THE TASK: Look through the entries below and extract exactly the lines from the one containing "x=326, y=54" through the one containing "x=388, y=338", ends included.

TASK MATERIAL:

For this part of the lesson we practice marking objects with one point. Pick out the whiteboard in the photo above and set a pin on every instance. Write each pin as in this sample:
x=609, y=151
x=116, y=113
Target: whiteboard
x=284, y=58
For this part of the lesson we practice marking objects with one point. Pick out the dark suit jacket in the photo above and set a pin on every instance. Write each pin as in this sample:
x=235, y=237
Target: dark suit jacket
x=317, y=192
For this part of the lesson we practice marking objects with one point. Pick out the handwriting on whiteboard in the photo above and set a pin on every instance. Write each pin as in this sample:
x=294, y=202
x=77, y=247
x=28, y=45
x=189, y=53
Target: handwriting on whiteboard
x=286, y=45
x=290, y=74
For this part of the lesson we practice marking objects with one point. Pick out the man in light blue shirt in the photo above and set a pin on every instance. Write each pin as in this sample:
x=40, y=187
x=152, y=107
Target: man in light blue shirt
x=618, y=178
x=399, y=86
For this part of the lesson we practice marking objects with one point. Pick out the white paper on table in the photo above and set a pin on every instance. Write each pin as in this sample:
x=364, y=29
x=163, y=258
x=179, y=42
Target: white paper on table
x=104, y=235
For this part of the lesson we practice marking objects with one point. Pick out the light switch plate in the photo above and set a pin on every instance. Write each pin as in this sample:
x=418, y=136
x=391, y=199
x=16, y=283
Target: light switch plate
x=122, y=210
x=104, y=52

---

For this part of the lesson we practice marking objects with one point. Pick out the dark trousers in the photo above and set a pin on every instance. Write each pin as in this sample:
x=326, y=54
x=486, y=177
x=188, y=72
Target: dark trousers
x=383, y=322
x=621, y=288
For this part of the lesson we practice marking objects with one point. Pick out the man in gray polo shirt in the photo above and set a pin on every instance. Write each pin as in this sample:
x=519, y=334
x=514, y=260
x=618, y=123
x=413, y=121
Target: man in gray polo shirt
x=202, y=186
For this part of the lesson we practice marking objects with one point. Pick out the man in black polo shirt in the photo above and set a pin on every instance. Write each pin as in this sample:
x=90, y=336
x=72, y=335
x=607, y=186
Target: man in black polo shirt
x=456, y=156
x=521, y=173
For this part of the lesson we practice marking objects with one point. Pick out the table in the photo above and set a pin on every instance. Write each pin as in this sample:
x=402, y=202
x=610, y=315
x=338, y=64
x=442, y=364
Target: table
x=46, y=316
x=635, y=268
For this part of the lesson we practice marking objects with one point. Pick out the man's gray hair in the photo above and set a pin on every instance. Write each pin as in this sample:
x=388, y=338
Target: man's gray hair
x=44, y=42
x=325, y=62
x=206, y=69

==

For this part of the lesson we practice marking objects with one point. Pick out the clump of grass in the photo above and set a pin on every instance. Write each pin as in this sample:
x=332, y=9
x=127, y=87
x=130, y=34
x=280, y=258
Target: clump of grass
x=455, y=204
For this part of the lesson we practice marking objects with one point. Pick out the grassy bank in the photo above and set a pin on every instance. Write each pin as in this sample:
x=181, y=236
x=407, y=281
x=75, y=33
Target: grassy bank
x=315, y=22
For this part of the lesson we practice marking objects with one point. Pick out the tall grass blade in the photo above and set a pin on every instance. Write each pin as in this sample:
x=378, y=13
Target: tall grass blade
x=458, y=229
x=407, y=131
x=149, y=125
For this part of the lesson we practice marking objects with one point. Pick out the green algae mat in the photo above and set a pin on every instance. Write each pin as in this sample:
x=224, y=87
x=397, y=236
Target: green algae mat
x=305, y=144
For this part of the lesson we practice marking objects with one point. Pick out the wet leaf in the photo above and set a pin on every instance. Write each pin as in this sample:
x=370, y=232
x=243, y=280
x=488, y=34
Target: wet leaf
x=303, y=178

OUTPUT FOR THIS EXERCISE:
x=326, y=54
x=486, y=177
x=188, y=72
Target: dark trousers
x=383, y=322
x=621, y=288
For this part of the lesson we practice marking objects with one point. Pick out the man in gray polo shirt in the photo above and set a pin on every instance. Write each pin as in this sample:
x=519, y=334
x=514, y=260
x=618, y=123
x=413, y=121
Target: man in gray polo shirt
x=202, y=186
For this part of the lesson we practice marking objects with one point. Pick out the man in black polo shirt in the photo above and set a pin on every instance. Write each pin as in this sample:
x=90, y=336
x=72, y=335
x=607, y=186
Target: man in black polo shirt
x=456, y=156
x=521, y=173
For this part of the lesson we practice marking objects with one point. Pick out the table in the photo above and set a pin on every instance. Write each pin as in this sample:
x=402, y=202
x=610, y=315
x=338, y=64
x=442, y=364
Target: table
x=46, y=316
x=635, y=268
For this part of the lesson we practice marking objects with one point. Pick out the man's gray hair in the photo above and set a pin on every instance. Write each pin as in this sample:
x=388, y=338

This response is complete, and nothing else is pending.